▶ **CONSEGNA A**: Sostituisci "rock" con "stone" nelle voci, partendo dalla riga che contiene "Can you find the broad" e fermandoti dopo quella che contiene "x=228, y=65". Riporta soltanto queste righe e lascia invariato tutto il resto.

++++++++++

TIM Management offre da più di 35 anni i Manager e i Leader che possono supportare le aziende in diversi momenti della vita aziendale. Professionisti della gestione d’impresa, che si integrano perfettamente con l’organigramma aziendale e sono pronti a far fronte a situazioni complesse, come cambi generazionali o ristrutturazioni d’impresa. TIM Management è il partner ideale per identificare le figure centrali per il management aziendale. La sua rete di professionisti esperti, dotati di una visione a lungo termine e di competenze multi-settoriali, rappresenta la scelta perfetta per la crescita e il cambiamento. Contattaci per costruire insieme un futuro aziendale vincente e duraturo.

L’approccio all’innovazione cliente-centrica

Le aziende devono sempre mettere i bisogni dei clienti al centro dei loro programmi di ricerca e sviluppo di nuovi prodotti e servizi, per risolvere realmente i loro problemi e garantire così il successo dell’innovazione. Capire i bisogni, e prima ancora capire quali desideri sono alla base di questi bisogni, è la vera sfida di ogni azienda che voglia innovare con successo.

 

Una famosa citazione di Henry Ford recita: “Se avessi chiesto alle persone cosa volevano, avrebbero detto un cavallo più veloce“. Un iperbole, certo, che però mette in evidenza l’importanza di comprendere a fondo i bisogni dei clienti per capire che direzione intraprendere per lo sviluppo dell’innovazione. Anche a prescindere da quelle che sono – o sembrano essere – le intenzioni e i desideri delle persone. Ma cosa sarebbe successo se Ford avesse posto una domanda diversa? Cosa sarebbe successo se avesse approfondito i bisogni, i desideri e i punti dolenti dei clienti? Probabilmente avrebbe scoperto che i veri problemi che i clienti volevano risolvere erano i tempi di viaggio troppo lunghi, la bassa affidabilità e la capacità di carico limitata, problemi indubbiamente difficili da risolvere rimanendo nell’ambito del trasporto equino.

Oggi la voglia di innovare gli assortimenti e i processi aziendali, è più forte che mai. Anche se questa voglia non sempre trova sbocco nei giusti investimenti.  E anche quando l’azienda investe correttamente, uno degli errori più grandi di chi si occupa di innovazione nell’azienda, è inseguire una domanda immaginaria dei clienti, direzione che rischia spesso di portare a un grande lavoro di sviluppo e risultati deludenti sul mercato. Ponendo, al contrario, la desiderabilità al centro dell’innovazione, le aziende riescono a scoprire e risolvere veramente i bisogni del cliente. Boston Consulting Group ha sviluppato un modello per aiutare le aziende a raggiungere il così detto product-market fit, garantendo il successo dell’innovazione e dando sistematicamente priorità ai veri bisogni dei clienti.

I 4 passaggi della validazione

Il modello prevede quattro passaggi per validare i concetti nelle fasi iniziali e identificare opportunità di innovazione che siano destinate al successo:

  • Desiderabilità: Ovvero se un’idea è attraente per i clienti 
  • Fattibilità economica: Qual è la stima del potenziale e del margine
  • Fattibilità tecnica: La soluzione è tecnicamente e operativamente fattibile
  • Adeguatezza strategica: Considerando la strategia aziendale e i vantaggi competitivi

Si inizia sempre cercando di comprendere cosa le persone vogliono davvero. E del resto, se un’azienda ha qualcosa che i propri clienti vogliono, gli altri passaggi,  fattibilità economica, fattibilità tecnica e adeguatezza strategica, sono sempre risolvibili. Poniamoci le domande chiave: 

  1. Desiderabilità: Che impatto avrà la mia innovazione per i clienti?

++++++++++

▶ **CONSEGNA B**: Ricopia dal testo sull'innovazione cliente-centrica il passo che comincia con le parole "TIM Management offre" e si chiude con le parole "vincente e duraturo.".

▶ **DATI DI LAVORO**:
++++++++++

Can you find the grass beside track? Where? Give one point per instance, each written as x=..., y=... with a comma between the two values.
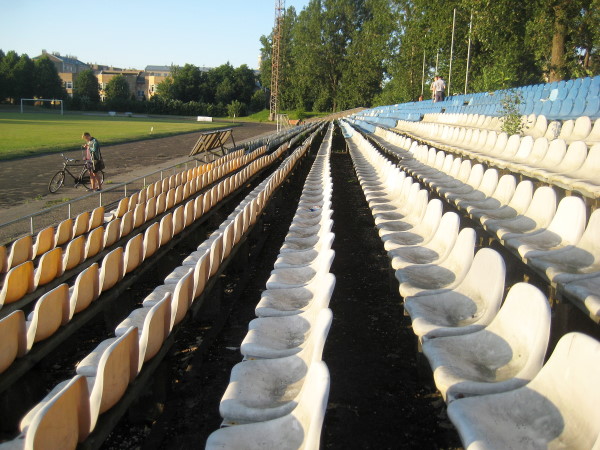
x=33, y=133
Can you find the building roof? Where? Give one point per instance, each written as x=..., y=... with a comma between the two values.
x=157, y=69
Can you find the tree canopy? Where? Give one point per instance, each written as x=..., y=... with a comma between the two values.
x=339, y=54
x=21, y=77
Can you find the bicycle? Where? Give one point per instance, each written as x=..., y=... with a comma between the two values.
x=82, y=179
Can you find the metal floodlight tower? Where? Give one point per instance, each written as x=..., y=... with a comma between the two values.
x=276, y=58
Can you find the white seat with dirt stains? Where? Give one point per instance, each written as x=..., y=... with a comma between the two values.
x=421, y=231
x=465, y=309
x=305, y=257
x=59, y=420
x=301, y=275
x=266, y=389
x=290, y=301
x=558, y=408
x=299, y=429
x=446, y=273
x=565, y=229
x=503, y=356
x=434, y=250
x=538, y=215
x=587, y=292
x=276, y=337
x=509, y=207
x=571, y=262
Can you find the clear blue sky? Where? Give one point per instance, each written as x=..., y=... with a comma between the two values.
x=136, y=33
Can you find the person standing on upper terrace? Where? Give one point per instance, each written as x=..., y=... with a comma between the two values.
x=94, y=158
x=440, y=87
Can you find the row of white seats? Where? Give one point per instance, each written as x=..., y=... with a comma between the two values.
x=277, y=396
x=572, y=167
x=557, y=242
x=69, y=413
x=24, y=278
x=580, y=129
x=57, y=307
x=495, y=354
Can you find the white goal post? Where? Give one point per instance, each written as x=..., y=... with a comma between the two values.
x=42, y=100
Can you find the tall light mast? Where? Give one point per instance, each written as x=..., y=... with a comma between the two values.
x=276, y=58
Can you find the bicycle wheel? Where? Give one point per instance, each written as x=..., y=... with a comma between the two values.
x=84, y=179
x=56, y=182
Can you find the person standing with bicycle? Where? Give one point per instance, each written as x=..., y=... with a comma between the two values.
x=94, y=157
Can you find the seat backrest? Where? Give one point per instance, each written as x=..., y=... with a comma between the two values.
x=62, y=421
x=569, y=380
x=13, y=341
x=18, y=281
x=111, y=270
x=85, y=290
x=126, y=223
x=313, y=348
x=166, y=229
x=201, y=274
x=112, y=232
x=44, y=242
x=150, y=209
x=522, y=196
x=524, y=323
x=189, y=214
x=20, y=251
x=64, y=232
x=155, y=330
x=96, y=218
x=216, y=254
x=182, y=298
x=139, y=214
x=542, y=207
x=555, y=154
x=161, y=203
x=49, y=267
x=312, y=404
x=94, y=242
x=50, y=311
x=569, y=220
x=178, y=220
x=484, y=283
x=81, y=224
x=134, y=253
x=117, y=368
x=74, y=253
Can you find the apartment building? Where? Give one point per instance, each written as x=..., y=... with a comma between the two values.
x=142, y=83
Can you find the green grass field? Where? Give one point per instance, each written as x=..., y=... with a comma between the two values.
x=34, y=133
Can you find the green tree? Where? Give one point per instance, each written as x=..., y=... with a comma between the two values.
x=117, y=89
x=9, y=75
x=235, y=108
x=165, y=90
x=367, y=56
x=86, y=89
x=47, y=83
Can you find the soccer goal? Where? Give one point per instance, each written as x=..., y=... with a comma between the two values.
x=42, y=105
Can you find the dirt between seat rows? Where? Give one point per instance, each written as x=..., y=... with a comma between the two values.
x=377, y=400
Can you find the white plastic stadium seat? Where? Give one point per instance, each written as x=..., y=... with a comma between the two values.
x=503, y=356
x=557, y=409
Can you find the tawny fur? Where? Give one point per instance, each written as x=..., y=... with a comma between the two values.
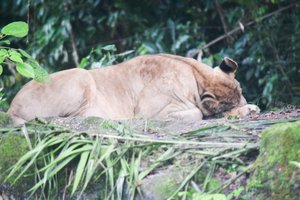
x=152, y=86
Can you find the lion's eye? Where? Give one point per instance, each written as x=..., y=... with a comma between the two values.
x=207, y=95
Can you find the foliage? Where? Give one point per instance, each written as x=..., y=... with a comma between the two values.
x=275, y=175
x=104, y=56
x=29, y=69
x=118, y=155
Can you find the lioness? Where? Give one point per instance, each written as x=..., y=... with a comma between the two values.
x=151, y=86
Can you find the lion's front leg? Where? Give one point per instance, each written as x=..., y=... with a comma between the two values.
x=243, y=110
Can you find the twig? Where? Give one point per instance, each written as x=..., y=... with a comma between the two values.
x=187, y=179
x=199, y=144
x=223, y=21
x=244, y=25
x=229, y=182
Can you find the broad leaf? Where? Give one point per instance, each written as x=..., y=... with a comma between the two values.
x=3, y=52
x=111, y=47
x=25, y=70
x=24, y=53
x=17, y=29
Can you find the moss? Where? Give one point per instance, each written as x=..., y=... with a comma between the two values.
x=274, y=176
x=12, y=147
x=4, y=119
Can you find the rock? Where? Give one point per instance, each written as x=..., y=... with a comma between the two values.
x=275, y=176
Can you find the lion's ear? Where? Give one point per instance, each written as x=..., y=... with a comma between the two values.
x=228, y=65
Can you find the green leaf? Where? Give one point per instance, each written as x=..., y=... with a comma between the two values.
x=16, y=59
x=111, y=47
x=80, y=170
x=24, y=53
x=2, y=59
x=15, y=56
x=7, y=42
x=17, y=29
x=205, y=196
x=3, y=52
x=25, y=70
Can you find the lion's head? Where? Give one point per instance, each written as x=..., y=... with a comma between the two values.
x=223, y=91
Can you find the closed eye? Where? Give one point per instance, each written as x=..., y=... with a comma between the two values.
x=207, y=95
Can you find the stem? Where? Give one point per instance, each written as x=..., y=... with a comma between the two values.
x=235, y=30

++++++++++

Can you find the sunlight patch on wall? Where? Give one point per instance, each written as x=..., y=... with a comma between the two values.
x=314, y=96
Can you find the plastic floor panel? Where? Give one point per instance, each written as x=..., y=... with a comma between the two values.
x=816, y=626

++++++++++

▶ **RISULTATO ATTESO A**:
Can you find the broad leaf? Where? Give one point per instance, each written as x=..., y=... with a comma between the two values.
x=3, y=52
x=111, y=47
x=25, y=70
x=24, y=53
x=17, y=29
Can you find the moss? Where? Give one point per instance, each written as x=..., y=... with a comma between the two values.
x=274, y=176
x=12, y=147
x=4, y=119
Can you find the stone? Where? Give one point per instance, each written as x=..., y=... with a comma between the two values.
x=275, y=176
Can you find the lion's ear? Where? Give one point per instance, each written as x=..., y=... with a comma between the two values.
x=228, y=65

▶ **RISULTATO ATTESO B**:
TIM Management offre da più di 35 anni i Manager e i Leader che possono supportare le aziende in diversi momenti della vita aziendale. Professionisti della gestione d’impresa, che si integrano perfettamente con l’organigramma aziendale e sono pronti a far fronte a situazioni complesse, come cambi generazionali o ristrutturazioni d’impresa. TIM Management è il partner ideale per identificare le figure centrali per il management aziendale. La sua rete di professionisti esperti, dotati di una visione a lungo termine e di competenze multi-settoriali, rappresenta la scelta perfetta per la crescita e il cambiamento. Contattaci per costruire insieme un futuro aziendale vincente e duraturo.